### Try it
In the data below, repeat the line containing "Target: distant ocean" and every following line exactly, up to and including the last line. Exclude pictures.

++++++++++

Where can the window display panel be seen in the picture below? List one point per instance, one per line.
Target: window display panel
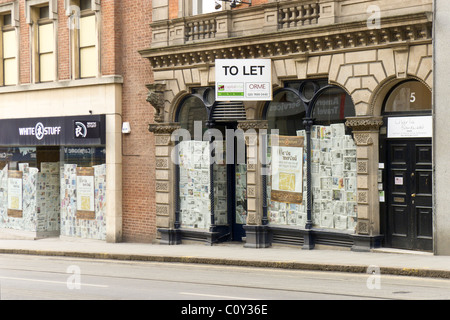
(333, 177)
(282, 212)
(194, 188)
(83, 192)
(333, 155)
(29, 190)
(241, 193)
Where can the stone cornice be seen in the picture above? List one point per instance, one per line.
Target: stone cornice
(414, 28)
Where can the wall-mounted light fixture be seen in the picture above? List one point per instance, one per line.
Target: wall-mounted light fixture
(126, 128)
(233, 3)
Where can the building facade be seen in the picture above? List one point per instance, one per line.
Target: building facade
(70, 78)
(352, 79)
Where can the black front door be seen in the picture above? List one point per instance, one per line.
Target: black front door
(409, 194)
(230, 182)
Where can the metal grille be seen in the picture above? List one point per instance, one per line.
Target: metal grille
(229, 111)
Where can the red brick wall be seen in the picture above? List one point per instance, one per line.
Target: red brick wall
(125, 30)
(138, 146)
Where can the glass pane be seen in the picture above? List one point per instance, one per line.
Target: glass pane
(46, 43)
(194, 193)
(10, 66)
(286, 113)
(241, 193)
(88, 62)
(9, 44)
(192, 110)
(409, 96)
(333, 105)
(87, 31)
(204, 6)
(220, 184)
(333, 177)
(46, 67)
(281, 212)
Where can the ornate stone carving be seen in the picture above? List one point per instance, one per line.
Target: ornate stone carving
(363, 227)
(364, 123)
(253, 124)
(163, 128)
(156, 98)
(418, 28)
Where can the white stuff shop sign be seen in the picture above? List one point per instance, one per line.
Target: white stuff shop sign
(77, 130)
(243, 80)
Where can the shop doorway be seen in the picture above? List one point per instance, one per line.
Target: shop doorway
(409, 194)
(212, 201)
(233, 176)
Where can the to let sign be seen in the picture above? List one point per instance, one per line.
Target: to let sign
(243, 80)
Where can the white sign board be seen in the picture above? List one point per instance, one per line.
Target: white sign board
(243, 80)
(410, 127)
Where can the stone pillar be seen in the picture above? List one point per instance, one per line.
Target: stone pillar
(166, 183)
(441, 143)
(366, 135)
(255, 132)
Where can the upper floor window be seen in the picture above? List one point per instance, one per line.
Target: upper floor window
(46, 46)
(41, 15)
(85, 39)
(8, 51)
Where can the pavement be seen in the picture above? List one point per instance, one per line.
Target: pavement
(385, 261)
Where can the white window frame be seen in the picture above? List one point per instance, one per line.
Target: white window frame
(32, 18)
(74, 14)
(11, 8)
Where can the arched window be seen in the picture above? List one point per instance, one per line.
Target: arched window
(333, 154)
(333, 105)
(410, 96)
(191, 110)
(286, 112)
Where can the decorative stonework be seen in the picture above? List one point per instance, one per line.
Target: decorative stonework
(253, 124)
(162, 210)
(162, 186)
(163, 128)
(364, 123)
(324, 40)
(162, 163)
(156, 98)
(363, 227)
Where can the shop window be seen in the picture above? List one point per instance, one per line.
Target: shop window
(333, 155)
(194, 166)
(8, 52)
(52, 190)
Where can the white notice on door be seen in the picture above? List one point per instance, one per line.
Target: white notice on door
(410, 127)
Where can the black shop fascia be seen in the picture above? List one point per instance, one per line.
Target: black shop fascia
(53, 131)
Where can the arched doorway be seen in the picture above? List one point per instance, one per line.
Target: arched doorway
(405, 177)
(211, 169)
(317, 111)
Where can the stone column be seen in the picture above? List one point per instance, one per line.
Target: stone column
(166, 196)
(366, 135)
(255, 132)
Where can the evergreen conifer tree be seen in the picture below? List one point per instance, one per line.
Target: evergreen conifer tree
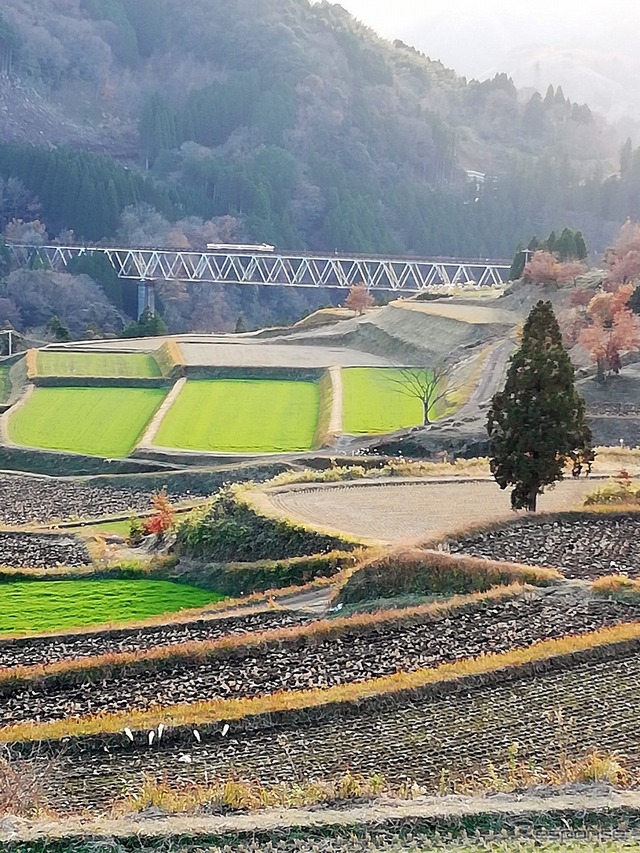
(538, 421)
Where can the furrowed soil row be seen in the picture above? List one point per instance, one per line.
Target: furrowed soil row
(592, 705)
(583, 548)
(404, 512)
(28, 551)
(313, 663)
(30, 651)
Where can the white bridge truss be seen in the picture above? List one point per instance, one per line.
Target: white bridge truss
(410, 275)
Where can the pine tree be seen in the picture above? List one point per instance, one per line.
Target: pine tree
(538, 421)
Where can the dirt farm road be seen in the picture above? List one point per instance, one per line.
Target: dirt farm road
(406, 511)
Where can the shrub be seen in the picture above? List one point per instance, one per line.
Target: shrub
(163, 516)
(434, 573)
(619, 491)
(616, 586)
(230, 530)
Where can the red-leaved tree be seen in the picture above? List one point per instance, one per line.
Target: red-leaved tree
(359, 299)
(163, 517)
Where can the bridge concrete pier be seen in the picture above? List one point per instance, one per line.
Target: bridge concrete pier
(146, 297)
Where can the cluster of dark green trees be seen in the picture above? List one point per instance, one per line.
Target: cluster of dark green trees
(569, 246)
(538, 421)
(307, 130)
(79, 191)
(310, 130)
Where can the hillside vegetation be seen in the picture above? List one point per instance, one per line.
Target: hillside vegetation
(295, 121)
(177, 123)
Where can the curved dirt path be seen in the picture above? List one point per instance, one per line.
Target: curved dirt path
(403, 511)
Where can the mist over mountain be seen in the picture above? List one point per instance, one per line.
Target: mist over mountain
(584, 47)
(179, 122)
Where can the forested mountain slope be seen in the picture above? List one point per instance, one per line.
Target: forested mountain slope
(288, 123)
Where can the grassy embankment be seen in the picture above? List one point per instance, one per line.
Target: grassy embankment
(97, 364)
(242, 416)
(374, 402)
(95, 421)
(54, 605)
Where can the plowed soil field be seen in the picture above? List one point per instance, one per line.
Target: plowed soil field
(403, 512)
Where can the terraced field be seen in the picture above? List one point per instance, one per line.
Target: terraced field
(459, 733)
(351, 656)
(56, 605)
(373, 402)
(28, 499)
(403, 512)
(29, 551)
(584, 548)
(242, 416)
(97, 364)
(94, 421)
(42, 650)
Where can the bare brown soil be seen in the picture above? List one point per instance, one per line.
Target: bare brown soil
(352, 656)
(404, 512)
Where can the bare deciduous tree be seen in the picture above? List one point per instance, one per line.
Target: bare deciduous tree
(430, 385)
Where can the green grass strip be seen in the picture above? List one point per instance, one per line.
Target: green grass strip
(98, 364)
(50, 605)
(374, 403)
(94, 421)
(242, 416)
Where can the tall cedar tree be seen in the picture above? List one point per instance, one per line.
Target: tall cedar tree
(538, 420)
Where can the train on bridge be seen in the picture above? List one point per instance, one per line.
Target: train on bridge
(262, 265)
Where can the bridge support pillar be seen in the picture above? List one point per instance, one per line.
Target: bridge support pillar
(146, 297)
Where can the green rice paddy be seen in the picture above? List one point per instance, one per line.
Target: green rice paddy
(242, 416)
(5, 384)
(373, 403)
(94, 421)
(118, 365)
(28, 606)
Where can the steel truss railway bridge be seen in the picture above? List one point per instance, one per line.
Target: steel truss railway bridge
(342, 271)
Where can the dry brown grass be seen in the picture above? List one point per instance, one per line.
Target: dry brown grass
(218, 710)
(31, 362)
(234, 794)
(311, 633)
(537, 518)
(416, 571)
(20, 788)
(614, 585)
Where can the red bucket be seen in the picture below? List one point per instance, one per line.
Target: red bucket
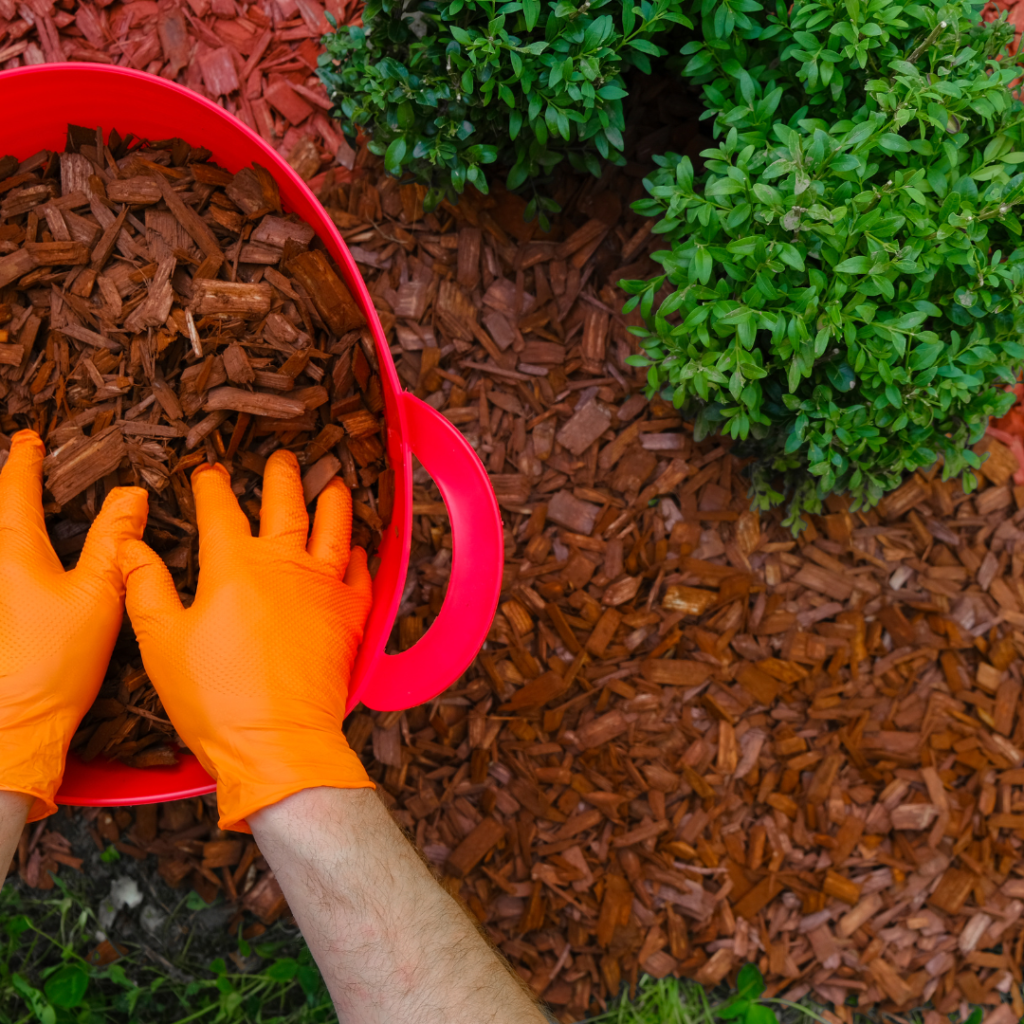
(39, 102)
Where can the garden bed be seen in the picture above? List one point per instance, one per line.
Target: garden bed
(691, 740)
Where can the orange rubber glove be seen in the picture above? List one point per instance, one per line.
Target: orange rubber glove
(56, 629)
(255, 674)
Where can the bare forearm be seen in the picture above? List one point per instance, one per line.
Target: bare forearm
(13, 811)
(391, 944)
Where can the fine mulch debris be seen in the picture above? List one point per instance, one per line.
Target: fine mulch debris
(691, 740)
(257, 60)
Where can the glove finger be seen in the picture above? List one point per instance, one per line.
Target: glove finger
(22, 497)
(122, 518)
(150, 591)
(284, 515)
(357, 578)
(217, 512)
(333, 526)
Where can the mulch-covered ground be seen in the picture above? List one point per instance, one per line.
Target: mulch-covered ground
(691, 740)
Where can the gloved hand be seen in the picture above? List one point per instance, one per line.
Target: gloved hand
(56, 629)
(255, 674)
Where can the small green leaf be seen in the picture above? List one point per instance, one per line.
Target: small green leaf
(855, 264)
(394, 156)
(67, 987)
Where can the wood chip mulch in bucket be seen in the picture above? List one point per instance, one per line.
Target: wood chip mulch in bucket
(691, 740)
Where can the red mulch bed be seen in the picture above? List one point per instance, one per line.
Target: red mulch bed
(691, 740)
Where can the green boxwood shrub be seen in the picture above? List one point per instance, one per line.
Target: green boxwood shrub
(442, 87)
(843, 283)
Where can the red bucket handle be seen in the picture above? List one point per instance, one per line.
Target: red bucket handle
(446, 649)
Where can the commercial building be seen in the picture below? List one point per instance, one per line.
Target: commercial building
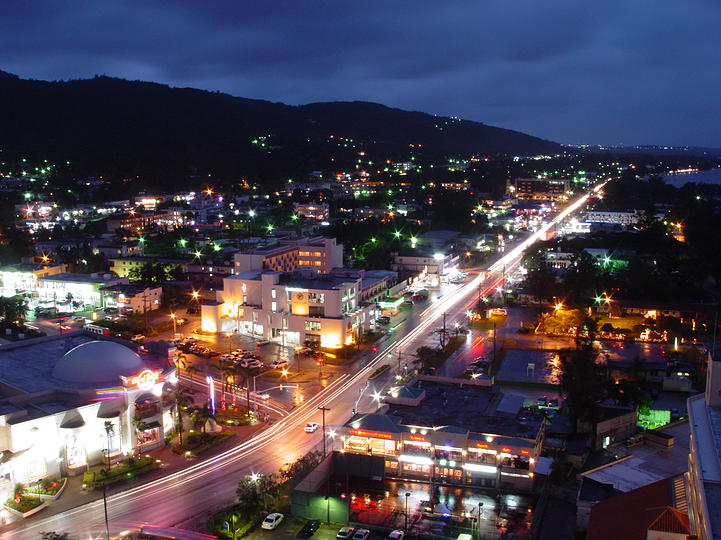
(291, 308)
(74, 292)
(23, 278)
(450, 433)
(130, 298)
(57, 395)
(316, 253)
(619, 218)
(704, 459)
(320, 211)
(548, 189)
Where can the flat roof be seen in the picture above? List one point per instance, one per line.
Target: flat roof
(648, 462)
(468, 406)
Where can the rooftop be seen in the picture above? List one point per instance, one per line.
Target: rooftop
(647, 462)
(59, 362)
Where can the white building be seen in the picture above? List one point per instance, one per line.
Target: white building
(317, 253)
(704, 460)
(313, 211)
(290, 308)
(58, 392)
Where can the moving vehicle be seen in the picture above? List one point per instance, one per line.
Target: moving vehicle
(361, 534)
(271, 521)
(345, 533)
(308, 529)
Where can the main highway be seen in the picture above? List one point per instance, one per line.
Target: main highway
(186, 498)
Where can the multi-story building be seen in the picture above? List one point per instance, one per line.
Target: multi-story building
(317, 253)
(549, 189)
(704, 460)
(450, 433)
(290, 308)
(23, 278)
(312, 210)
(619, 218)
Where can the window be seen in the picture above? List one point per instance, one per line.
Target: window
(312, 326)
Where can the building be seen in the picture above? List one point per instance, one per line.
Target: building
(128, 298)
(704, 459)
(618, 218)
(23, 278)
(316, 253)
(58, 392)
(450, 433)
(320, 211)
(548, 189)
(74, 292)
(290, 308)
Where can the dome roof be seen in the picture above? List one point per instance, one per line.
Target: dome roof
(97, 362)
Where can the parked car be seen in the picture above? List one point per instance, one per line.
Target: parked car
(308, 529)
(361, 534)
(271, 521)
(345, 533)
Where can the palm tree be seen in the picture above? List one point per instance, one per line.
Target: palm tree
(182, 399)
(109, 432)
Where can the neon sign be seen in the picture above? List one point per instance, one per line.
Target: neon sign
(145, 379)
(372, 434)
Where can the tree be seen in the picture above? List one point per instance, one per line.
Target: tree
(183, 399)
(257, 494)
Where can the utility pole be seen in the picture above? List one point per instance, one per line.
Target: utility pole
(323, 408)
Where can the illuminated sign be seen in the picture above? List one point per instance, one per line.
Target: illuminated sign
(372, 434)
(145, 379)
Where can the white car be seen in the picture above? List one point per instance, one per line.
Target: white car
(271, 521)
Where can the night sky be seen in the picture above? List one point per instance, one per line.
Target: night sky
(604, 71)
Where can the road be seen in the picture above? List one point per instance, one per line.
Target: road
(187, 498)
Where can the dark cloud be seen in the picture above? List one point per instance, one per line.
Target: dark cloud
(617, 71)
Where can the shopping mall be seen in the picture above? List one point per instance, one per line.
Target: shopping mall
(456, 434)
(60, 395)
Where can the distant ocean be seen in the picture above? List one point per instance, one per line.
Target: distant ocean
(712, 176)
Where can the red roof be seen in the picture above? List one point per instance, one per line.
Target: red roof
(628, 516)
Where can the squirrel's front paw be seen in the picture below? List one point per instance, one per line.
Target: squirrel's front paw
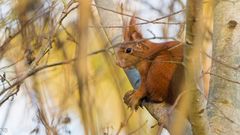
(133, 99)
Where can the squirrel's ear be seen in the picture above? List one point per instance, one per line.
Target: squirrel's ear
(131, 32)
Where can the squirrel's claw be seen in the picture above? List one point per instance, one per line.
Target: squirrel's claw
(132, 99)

++++++++++

### Response box
Target: distant ocean
(712, 176)
Where can the red roof be seen in the picture above? List one point per instance, one per line.
Target: red roof
(628, 516)
Where can the squirrel's front paw be seen in the picture below? List one point per instance, one per line.
Target: squirrel's front paw
(133, 99)
Where can the squirrel's ear be seen in the picture above? List one point per instance, one per line.
Target: squirrel's ear
(131, 32)
Where can the squirrel's claw be seen in the picture above? List one point per instance, one per line.
Target: squirrel's claw
(132, 99)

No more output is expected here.